_Aim of the task_
Pick out every line in the data below that contains the word "tower", and copy each one. Letter case counts when matching.

────────

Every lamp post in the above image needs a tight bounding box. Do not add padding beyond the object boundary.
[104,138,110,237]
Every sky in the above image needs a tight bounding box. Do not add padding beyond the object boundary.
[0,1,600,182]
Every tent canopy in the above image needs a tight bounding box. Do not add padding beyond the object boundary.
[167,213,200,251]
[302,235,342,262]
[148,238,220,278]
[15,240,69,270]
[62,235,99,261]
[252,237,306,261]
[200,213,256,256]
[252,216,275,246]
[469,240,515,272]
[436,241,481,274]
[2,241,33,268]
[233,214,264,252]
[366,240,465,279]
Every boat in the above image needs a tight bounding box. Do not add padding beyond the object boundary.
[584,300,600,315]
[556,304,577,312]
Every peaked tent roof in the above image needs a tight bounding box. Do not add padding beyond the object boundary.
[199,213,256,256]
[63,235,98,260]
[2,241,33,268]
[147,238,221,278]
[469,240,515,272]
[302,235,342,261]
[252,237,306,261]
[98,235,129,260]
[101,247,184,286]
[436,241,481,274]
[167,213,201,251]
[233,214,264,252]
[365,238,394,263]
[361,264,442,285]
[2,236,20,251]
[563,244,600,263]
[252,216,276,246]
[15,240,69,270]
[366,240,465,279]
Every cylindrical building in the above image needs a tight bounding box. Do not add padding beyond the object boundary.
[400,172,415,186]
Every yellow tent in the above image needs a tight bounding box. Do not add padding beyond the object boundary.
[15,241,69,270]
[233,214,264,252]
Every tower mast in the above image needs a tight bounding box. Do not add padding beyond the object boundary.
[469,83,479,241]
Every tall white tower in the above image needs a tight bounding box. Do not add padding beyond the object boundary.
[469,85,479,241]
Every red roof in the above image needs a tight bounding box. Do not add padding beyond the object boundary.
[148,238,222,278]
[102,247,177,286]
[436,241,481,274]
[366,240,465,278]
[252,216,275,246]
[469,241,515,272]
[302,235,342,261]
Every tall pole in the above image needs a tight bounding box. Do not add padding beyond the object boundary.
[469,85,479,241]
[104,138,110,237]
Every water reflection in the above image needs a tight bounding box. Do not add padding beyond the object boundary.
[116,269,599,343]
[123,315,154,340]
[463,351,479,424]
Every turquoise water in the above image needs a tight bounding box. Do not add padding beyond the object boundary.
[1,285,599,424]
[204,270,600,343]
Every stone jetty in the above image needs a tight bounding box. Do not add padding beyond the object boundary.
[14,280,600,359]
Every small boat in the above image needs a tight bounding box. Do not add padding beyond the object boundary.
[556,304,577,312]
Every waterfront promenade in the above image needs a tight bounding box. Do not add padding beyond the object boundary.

────────

_Final answer_
Every tower mast in the above image needs a tight bounding box. Do not add padding beyond the object boundary.
Every tall white tower in the above image needs a tight bounding box. Do not add padding beyond the object boundary.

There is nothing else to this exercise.